> _Activity_: Write out only the final part of the records below. It begins with the line that contains "Target: man's face" and ends with the last line.

> _Extracted data_:
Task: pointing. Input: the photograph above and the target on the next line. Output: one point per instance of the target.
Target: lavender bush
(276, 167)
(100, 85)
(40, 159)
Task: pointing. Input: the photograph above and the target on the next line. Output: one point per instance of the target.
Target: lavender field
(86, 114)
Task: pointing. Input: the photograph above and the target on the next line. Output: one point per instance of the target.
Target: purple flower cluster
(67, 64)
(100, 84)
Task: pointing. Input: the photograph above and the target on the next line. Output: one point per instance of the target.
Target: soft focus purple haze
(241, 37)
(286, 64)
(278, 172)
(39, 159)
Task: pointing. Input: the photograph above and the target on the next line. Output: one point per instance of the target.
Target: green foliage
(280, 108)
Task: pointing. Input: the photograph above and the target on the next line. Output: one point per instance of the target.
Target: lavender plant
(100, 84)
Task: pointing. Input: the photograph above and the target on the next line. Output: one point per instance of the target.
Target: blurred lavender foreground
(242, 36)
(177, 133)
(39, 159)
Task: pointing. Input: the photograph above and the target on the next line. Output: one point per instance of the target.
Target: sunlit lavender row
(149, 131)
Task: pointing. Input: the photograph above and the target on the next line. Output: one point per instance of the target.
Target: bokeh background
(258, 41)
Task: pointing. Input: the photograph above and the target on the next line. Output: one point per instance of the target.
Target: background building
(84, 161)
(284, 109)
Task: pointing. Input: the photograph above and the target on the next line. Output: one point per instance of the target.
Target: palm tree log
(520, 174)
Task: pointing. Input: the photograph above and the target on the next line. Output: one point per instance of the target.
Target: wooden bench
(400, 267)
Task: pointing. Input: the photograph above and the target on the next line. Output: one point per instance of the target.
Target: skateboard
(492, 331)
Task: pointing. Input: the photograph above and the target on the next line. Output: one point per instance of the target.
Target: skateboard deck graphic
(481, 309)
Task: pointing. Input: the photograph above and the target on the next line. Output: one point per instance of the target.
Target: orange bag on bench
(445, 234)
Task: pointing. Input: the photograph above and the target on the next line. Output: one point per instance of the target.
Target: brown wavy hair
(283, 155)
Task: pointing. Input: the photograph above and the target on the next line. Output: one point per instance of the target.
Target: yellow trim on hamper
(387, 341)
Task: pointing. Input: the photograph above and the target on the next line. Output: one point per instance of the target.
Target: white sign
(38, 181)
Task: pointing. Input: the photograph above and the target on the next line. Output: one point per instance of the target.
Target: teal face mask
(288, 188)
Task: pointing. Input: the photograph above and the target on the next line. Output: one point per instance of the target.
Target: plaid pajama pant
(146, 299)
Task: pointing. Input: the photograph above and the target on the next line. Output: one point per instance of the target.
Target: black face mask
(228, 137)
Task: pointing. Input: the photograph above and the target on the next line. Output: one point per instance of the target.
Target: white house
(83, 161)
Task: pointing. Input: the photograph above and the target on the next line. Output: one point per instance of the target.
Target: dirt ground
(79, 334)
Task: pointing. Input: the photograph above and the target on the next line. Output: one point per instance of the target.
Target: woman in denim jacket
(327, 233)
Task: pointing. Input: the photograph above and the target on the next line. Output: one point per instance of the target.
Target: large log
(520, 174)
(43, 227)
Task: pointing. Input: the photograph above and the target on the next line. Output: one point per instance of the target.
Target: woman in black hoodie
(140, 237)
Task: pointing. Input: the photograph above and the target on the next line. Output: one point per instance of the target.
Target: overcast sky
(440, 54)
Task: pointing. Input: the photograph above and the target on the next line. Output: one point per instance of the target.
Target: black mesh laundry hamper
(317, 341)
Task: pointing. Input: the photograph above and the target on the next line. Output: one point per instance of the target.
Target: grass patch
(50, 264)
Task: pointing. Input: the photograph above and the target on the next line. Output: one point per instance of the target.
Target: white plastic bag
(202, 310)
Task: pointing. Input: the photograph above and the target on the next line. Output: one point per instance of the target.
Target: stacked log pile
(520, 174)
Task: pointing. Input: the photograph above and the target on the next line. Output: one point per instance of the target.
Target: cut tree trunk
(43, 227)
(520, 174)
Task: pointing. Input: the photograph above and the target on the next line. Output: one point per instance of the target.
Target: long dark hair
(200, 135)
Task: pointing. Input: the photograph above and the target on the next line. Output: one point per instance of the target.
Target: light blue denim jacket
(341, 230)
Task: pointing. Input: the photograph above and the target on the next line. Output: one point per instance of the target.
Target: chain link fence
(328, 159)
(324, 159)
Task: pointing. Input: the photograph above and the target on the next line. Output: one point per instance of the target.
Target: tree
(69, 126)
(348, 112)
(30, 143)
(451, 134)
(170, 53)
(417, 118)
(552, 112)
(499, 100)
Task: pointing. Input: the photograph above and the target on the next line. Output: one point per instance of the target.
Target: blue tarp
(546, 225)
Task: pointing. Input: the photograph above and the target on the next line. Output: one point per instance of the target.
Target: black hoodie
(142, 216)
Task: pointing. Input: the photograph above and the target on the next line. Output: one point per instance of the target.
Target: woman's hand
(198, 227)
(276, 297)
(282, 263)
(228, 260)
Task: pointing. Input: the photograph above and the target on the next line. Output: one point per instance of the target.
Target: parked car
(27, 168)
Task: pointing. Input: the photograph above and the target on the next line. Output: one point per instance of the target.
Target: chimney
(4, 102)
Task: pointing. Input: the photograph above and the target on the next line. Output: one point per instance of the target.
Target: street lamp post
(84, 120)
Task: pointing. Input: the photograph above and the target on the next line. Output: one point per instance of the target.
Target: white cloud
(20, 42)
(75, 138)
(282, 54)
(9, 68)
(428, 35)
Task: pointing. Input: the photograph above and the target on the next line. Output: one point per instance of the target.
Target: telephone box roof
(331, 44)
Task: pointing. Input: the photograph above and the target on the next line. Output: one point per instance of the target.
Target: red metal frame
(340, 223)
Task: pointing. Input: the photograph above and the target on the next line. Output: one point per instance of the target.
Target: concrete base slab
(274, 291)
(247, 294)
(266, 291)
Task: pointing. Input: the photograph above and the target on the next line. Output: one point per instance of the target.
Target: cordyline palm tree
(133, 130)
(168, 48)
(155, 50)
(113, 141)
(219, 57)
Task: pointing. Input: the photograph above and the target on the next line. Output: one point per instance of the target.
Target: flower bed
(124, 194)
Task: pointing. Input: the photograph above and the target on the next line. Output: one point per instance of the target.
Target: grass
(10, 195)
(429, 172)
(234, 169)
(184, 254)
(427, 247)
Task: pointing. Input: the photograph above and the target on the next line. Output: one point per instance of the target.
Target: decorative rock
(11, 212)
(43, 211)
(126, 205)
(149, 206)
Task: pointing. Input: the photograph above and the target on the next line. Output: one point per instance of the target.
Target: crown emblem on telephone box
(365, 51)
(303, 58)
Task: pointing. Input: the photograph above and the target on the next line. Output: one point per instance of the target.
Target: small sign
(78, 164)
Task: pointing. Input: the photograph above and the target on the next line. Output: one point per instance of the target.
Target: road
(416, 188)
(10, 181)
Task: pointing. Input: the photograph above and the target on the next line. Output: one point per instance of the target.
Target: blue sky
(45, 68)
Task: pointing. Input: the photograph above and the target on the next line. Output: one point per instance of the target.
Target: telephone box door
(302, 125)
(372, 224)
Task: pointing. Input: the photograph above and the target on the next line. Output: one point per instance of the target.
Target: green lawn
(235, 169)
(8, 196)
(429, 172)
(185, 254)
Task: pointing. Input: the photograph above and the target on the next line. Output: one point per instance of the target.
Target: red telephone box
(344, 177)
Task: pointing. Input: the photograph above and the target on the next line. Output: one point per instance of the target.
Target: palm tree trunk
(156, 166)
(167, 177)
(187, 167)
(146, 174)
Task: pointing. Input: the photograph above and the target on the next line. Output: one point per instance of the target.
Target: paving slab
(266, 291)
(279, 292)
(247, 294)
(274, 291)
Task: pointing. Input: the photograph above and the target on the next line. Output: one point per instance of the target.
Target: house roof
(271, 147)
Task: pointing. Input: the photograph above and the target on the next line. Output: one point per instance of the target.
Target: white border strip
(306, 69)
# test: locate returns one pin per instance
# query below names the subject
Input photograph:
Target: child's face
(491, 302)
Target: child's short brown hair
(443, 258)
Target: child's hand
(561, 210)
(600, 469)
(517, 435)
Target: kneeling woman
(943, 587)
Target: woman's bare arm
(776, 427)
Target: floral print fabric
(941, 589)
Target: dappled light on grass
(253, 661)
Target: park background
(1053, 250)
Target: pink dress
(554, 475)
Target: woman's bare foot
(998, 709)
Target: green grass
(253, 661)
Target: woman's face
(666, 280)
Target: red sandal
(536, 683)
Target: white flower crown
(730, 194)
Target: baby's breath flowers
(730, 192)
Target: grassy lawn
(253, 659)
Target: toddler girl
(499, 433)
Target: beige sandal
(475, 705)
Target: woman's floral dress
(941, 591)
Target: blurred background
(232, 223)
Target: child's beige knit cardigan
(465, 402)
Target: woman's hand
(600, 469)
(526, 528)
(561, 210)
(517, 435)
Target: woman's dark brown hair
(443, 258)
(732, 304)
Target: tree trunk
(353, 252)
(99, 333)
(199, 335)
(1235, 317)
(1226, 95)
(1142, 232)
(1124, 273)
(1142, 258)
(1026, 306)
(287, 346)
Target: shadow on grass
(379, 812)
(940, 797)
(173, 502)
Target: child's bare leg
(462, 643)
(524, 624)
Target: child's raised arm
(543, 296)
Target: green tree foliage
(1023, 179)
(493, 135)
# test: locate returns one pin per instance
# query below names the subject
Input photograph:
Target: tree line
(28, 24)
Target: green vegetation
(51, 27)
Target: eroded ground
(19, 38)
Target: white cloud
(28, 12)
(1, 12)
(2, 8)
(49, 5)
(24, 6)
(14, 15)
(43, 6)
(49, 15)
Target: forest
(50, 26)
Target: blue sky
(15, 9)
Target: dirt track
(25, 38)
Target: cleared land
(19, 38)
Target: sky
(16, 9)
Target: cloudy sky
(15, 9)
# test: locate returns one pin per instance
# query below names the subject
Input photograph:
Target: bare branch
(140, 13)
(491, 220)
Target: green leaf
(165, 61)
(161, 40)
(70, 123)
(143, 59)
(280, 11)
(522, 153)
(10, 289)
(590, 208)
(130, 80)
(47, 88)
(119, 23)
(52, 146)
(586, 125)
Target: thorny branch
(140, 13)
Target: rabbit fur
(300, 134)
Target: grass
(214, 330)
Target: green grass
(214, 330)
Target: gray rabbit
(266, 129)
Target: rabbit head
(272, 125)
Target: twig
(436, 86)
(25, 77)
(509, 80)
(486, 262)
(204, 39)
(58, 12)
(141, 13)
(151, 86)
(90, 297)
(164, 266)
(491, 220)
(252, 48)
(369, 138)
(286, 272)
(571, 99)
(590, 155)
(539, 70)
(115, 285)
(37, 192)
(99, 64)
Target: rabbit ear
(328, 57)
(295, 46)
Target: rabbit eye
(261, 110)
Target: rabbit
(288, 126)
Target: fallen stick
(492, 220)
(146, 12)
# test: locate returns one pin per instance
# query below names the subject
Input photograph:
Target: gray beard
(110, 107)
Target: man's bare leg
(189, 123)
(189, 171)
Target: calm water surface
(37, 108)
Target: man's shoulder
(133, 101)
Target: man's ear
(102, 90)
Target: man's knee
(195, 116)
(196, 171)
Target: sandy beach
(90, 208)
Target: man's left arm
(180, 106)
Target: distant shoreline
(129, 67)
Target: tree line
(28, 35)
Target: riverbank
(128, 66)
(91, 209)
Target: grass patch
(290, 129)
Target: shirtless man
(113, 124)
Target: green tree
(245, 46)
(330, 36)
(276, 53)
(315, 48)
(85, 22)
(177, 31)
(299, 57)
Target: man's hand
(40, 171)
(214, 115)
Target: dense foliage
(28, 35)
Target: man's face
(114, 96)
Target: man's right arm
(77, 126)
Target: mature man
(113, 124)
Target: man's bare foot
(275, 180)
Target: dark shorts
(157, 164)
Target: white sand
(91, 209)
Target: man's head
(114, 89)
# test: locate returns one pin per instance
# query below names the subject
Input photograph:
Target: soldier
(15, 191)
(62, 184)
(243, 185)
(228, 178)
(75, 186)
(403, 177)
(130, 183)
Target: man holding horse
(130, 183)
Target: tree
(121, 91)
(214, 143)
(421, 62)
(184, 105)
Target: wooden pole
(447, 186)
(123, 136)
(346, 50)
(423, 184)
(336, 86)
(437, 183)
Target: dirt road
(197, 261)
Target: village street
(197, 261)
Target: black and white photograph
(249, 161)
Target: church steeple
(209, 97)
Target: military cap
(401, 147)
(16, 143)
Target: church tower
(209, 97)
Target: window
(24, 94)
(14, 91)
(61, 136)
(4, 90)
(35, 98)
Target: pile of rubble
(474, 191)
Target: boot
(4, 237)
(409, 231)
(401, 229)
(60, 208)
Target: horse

> _Response for this exercise_:
Target: man's face
(114, 96)
Target: man's right arm
(77, 126)
Target: mature man
(113, 124)
Target: man's bare foot
(275, 180)
Target: dark shorts
(157, 164)
Target: white sand
(91, 209)
Target: man's head
(114, 89)
# test: locate returns one pin per instance
# query below names the subject
Input photograph:
Target: soldier
(15, 191)
(62, 184)
(243, 185)
(228, 178)
(75, 186)
(403, 177)
(130, 183)
Target: man holding horse
(130, 183)
Target: tree
(121, 91)
(214, 143)
(421, 62)
(184, 105)
Target: wooden pole
(447, 186)
(123, 136)
(346, 50)
(423, 184)
(336, 86)
(437, 183)
Target: dirt road
(197, 261)
Target: village street
(197, 261)
Target: black and white photograph
(249, 161)
Target: church steeple
(209, 97)
Target: military cap
(401, 147)
(16, 143)
Target: church tower
(209, 97)
Target: window
(24, 94)
(14, 91)
(61, 136)
(4, 90)
(35, 98)
Target: pile of rubble
(474, 191)
Target: boot
(4, 237)
(409, 231)
(401, 229)
(60, 208)
Target: horse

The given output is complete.